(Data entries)
____

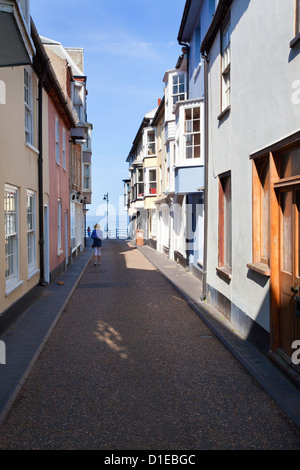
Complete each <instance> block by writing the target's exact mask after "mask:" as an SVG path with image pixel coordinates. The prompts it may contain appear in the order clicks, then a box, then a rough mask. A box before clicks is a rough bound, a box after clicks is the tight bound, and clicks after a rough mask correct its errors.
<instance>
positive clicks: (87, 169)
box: [83, 163, 91, 191]
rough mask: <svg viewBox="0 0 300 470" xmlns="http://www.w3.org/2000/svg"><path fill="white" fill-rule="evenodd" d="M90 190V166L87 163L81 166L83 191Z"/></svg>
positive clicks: (90, 167)
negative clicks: (82, 180) (82, 175)
mask: <svg viewBox="0 0 300 470" xmlns="http://www.w3.org/2000/svg"><path fill="white" fill-rule="evenodd" d="M90 190H91V166H90V165H89V164H87V163H84V165H83V191H90Z"/></svg>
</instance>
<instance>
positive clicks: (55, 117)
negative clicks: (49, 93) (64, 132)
mask: <svg viewBox="0 0 300 470" xmlns="http://www.w3.org/2000/svg"><path fill="white" fill-rule="evenodd" d="M59 150H60V149H59V119H58V117H57V116H55V158H56V163H60V151H59Z"/></svg>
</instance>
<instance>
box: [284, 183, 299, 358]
mask: <svg viewBox="0 0 300 470" xmlns="http://www.w3.org/2000/svg"><path fill="white" fill-rule="evenodd" d="M279 204H280V206H279V207H280V216H279V219H280V237H279V239H280V257H279V259H280V307H279V330H280V331H279V339H280V348H281V349H282V350H283V352H284V353H285V354H286V355H287V356H288V357H289V358H290V357H291V356H292V354H293V352H294V349H293V347H292V344H293V342H294V341H295V340H297V339H298V340H299V339H300V278H299V274H300V272H299V264H300V260H299V257H300V254H299V253H300V250H299V245H300V237H299V229H300V220H299V219H300V187H299V186H288V187H283V188H281V189H280V194H279ZM298 296H299V302H298V301H297V298H298Z"/></svg>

____

▶ _WHAT YOU WILL DO_
Print the records verbatim, without pictures.

▶ _RESULT OF THE TASK_
Complete each <instance> block by writing the target's exact mask after "mask:" as an SVG path with image pixel coordinates. The prompts it may contain appear in the order clicks, then a box, then a rough mask. A box before clicks is a rough bound, a box after clicks is the tight bound, and clicks after a rough mask correct its errors.
<instance>
positive clicks: (87, 169)
box: [83, 163, 91, 191]
rough mask: <svg viewBox="0 0 300 470" xmlns="http://www.w3.org/2000/svg"><path fill="white" fill-rule="evenodd" d="M90 190V166L87 163L81 166L83 191Z"/></svg>
positive clicks: (90, 167)
negative clicks: (82, 180) (82, 175)
mask: <svg viewBox="0 0 300 470" xmlns="http://www.w3.org/2000/svg"><path fill="white" fill-rule="evenodd" d="M90 190H91V166H90V165H89V164H87V163H84V165H83V191H90Z"/></svg>
</instance>
<instance>
positive clicks: (55, 117)
negative clicks: (49, 93) (64, 132)
mask: <svg viewBox="0 0 300 470" xmlns="http://www.w3.org/2000/svg"><path fill="white" fill-rule="evenodd" d="M59 150H60V149H59V119H58V117H57V116H55V158H56V163H60V151H59Z"/></svg>
</instance>
<instance>
box: [284, 183, 299, 358]
mask: <svg viewBox="0 0 300 470" xmlns="http://www.w3.org/2000/svg"><path fill="white" fill-rule="evenodd" d="M279 204H280V206H279V207H280V216H279V219H280V237H279V239H280V257H279V259H280V307H279V330H280V331H279V339H280V348H281V349H282V350H283V352H284V353H285V354H286V355H287V356H288V357H289V358H290V357H291V356H292V354H293V352H294V349H293V347H292V344H293V342H294V341H295V340H297V339H298V340H299V339H300V278H299V274H300V272H299V264H300V260H299V257H300V254H299V253H300V250H299V245H300V237H299V229H300V220H299V219H300V187H299V186H288V187H283V188H281V189H280V194H279ZM298 296H299V302H298V301H297V298H298Z"/></svg>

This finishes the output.